◆ WHAT IS BEING ASKED
Could you copy the passage on Guy Jonson word for word, between "English classical pianist and music" and "distinguished music teacher.", inclusive?

# START OF SOURCE PASSAGE

= Guy Jonson =

English classical pianist and music teacher (1913-2009)

Guy Jonson (5 November 1913 - 10 March 2009) was an English classical pianist and distinguished music teacher.

He was born Stanley Guy Johnson at Finchley, north London, the son of an auctioneer. Though neither of his parents were musical, his prodigious talent at the piano was recognized from an early age, and he became a pupil of Betty Humby, wife of the distinguished conductor Sir Thomas Beecham. He gave his first piano recital in Eastbourne at the age of 13. He attended Highgate School in north London but left at 14 to continue his piano studies with Tobias Matthay (formerly of the Royal Academy of Music). In 1930, at the age of 16, he won a scholarship to the Royal Academy of Music in London. Subsequently, he studied under Alfred Cortot.

His first major recital was given at the famous Wigmore Hall, London, in November 1936, and he went on to perform several solo recitals and concertos for the BBC (at Broadcasting House) which were broadcast live on the overseas radio network. In 1939, shortly after being made the youngest ever professor at the Royal Academy, Jonson was called up to serve in the Royal Artillery, then the Army Educational Corps. He married Patricia Burrell in 1944. In 1946 he was demobilized and returned to his position of professor at the Royal Academy.

# END OF SOURCE PASSAGE
# START OF RECORD SET

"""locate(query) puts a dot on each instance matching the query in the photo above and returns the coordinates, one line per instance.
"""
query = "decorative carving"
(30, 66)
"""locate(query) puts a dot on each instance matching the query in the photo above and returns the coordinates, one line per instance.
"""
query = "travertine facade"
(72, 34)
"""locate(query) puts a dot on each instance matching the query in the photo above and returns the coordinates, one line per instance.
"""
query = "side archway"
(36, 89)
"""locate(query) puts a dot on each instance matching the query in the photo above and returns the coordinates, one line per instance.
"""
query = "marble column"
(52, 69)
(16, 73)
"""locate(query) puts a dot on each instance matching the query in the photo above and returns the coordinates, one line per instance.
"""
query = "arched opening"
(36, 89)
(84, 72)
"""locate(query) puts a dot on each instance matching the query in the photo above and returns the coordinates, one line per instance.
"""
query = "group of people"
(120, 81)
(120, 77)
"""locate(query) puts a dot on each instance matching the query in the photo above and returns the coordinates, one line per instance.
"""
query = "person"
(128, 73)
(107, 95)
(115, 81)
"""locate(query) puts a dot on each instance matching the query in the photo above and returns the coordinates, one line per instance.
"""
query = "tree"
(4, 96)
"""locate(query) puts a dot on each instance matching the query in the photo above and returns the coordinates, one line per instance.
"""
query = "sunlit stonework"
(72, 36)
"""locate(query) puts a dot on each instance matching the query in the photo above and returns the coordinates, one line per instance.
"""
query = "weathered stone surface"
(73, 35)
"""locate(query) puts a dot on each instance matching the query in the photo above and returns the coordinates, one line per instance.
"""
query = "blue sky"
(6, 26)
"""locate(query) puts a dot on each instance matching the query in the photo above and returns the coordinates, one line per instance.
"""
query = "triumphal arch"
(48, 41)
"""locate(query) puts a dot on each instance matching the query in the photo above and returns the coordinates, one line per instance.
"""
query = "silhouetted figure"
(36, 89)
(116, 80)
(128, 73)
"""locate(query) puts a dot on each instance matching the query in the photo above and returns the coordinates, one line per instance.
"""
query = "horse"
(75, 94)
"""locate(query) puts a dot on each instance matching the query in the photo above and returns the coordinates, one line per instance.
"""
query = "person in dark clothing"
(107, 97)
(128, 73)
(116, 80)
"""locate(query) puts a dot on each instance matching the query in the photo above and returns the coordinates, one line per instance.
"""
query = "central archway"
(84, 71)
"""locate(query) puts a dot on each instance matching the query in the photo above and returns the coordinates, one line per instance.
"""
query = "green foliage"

# END OF RECORD SET

◆ WRITTEN RESPONSE
English classical pianist and music teacher (1913-2009)

Guy Jonson (5 November 1913 - 10 March 2009) was an English classical pianist and distinguished music teacher.